Items from a labeling collection:
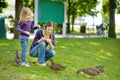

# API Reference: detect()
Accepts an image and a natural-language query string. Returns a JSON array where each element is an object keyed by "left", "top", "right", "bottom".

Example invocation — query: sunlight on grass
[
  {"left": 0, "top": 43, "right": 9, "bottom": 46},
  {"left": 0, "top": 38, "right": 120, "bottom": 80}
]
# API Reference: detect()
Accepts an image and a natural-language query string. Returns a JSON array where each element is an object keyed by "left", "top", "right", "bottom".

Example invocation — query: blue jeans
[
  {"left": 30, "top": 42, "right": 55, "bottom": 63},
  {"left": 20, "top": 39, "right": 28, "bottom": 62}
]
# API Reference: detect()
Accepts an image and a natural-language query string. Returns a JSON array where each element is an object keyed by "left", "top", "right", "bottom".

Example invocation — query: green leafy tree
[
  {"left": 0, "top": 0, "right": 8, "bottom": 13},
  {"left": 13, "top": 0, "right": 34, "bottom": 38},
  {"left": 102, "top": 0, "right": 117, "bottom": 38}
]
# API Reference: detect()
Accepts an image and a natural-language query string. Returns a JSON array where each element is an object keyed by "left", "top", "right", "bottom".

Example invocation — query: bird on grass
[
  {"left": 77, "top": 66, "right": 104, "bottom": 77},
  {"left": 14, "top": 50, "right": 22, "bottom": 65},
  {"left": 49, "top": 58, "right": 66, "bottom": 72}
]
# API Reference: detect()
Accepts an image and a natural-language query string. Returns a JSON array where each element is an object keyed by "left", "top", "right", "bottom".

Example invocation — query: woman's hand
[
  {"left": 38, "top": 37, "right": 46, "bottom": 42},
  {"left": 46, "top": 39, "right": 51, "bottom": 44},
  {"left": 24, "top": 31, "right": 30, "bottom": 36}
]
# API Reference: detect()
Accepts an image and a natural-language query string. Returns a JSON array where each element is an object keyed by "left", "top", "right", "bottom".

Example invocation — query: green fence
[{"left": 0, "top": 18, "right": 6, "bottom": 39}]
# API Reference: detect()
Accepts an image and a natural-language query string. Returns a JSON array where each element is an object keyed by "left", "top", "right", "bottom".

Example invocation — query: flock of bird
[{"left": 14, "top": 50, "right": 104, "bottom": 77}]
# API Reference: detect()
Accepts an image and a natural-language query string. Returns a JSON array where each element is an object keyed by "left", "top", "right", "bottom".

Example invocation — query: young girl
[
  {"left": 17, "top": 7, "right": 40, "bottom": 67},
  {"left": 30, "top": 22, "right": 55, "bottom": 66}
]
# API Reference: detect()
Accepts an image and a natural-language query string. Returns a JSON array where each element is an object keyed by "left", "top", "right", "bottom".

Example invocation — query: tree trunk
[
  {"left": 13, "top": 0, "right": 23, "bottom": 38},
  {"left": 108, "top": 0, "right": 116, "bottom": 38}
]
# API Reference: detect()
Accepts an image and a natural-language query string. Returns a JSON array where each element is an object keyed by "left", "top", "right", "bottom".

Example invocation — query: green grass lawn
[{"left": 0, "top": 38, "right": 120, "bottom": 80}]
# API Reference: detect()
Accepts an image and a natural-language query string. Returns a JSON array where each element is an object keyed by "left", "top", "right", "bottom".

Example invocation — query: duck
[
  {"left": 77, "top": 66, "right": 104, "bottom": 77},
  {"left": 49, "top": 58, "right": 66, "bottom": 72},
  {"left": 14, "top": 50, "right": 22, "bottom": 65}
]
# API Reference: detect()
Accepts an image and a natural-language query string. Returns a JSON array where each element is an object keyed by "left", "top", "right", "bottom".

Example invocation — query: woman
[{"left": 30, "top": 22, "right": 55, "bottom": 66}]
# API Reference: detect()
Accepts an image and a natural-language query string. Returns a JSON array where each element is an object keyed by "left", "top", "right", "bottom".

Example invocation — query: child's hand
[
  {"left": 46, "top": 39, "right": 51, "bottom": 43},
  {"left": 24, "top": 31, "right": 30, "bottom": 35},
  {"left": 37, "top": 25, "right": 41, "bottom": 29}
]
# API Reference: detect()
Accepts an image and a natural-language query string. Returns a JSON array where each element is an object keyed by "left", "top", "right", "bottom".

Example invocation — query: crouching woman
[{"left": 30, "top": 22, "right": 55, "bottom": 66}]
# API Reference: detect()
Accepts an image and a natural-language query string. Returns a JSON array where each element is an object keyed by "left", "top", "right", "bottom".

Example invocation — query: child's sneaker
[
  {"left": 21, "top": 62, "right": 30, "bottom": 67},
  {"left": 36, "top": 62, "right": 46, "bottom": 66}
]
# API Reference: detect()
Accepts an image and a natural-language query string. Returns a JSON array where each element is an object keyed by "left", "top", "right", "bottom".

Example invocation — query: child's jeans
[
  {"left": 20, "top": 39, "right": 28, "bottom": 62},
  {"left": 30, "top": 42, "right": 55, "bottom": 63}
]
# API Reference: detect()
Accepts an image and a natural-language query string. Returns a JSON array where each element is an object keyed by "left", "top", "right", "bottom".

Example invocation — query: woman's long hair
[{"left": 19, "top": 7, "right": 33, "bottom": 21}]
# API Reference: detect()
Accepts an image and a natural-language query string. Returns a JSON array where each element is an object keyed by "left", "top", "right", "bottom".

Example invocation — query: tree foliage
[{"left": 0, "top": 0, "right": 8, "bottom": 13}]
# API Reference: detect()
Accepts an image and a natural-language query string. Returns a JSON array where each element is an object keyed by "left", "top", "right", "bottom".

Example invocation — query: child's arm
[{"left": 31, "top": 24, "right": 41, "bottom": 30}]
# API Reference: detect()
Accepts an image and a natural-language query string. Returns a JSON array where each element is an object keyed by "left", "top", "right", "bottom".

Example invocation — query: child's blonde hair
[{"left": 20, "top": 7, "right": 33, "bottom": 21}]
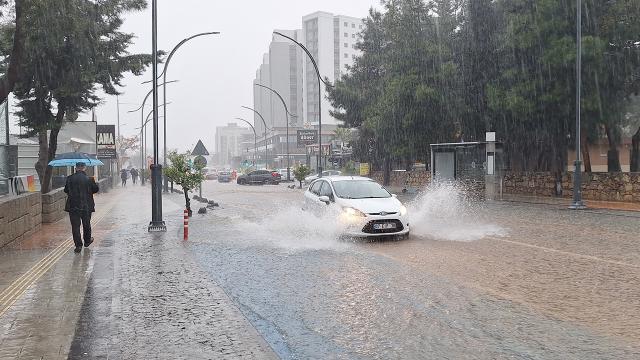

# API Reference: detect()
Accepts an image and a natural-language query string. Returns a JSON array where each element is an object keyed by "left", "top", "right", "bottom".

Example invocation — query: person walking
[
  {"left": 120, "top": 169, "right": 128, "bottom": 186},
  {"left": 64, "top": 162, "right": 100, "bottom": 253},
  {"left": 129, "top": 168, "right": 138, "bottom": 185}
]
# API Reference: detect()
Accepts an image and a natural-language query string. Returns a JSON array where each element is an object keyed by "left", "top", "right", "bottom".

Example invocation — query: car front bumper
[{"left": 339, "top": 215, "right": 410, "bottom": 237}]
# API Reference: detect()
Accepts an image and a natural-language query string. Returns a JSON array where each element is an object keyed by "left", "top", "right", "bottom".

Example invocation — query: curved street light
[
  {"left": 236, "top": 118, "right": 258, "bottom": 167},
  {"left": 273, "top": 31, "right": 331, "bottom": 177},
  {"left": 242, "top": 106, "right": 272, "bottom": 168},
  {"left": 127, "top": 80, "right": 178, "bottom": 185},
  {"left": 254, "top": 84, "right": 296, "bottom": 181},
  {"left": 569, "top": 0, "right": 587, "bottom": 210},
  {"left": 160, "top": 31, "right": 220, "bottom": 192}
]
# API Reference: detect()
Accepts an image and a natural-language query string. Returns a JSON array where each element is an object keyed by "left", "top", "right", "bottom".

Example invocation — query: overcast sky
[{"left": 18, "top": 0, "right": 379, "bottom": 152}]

## Task goal
Pull out every line of the records that contains the word "jeans", treating uppercase and lowercase as different.

## Completed task
Example invocation — query: blue jeans
Example invocation — query: child's jeans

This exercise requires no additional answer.